„Impfzwang für alle? Nein“, Zertifikat nur mit Dauerimpfen? Nein“, „Massenüberwachung? Nein“ – so lauten drei Slogans der Initiative gegen im März getroffene Änderungen am Covid-19-Gesetz in der Schweiz. Die Kritiker befürchten dadurch eine indirekte Impfpflicht und immer mehr Macht für den Staat, die Bürger zu überwachen.

Am 28. November stimmen die Eidgenossen zum zweiten Mal über einen Teil des Gesetzes ab. Diesmal steht ein wesentlicher Teil auf dem Spiel: Wird die Gesetzesänderung abgelehnt, steht ein Großteil der Corona-Politik der Schweiz auf der Kippe. Ein Gutteil des Gesetzes stand schon im Juni zum ersten Mal zur Abstimmung – damals wurde es von 60 Prozent der Bevölkerung angenommen. Weil im März dieses Jahres zusätzliche Änderungen vorgenommen wurden, steht das Gesetz nun erneut auf dem Prüfstand.

### Gespeicherte Datensätze
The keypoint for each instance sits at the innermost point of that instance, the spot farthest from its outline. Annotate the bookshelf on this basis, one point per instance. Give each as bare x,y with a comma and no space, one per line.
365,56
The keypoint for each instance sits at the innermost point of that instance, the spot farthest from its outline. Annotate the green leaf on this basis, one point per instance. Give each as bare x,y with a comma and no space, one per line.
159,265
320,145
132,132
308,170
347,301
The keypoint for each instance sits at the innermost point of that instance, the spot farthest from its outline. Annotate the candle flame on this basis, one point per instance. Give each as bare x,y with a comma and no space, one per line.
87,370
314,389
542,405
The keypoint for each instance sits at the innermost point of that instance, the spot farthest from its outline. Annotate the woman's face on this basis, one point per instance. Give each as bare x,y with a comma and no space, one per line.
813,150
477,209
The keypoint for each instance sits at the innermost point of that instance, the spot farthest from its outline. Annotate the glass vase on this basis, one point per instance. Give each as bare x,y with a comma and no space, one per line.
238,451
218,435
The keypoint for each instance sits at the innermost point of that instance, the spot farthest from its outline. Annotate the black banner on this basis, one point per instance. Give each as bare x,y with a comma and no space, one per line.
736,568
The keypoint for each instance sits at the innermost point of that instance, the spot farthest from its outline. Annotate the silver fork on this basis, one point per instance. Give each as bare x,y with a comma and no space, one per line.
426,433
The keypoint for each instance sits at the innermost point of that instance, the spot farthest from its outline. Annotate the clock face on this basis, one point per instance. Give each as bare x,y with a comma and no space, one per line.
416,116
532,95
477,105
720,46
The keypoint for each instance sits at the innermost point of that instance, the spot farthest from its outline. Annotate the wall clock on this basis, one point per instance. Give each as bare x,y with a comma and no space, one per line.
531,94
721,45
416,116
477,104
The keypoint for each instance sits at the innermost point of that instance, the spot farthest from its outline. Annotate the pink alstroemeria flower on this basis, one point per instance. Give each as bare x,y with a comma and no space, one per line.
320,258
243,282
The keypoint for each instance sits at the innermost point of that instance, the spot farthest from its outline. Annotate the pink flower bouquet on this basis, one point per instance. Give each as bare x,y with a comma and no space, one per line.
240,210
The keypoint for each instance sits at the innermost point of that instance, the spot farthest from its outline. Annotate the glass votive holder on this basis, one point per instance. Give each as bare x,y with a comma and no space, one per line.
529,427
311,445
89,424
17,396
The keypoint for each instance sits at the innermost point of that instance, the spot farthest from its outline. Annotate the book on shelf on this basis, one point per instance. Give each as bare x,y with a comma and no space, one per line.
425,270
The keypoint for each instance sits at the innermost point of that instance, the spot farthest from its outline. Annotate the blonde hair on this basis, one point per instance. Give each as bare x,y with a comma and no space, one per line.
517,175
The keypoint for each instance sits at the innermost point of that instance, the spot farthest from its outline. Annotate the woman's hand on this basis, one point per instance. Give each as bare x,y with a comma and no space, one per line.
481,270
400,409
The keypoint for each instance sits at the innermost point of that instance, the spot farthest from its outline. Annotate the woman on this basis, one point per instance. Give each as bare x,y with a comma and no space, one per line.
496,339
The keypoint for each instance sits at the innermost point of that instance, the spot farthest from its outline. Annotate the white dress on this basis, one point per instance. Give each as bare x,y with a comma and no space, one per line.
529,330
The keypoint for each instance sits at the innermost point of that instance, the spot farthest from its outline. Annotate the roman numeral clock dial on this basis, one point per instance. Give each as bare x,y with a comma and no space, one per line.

### Arbeitsauftrag
Gib aus dem Text über die Abstimmung zum Covid-19-Gesetz alles von „Am 28. November“ bis hinunter zu „auf dem Prüfstand.“ wortgetreu wieder. Das Material stammt aus einer anderen Quelle.

### Deine Antwort
Am 28. November stimmen die Eidgenossen zum zweiten Mal über einen Teil des Gesetzes ab. Diesmal steht ein wesentlicher Teil auf dem Spiel: Wird die Gesetzesänderung abgelehnt, steht ein Großteil der Corona-Politik der Schweiz auf der Kippe. Ein Gutteil des Gesetzes stand schon im Juni zum ersten Mal zur Abstimmung – damals wurde es von 60 Prozent der Bevölkerung angenommen. Weil im März dieses Jahres zusätzliche Änderungen vorgenommen wurden, steht das Gesetz nun erneut auf dem Prüfstand.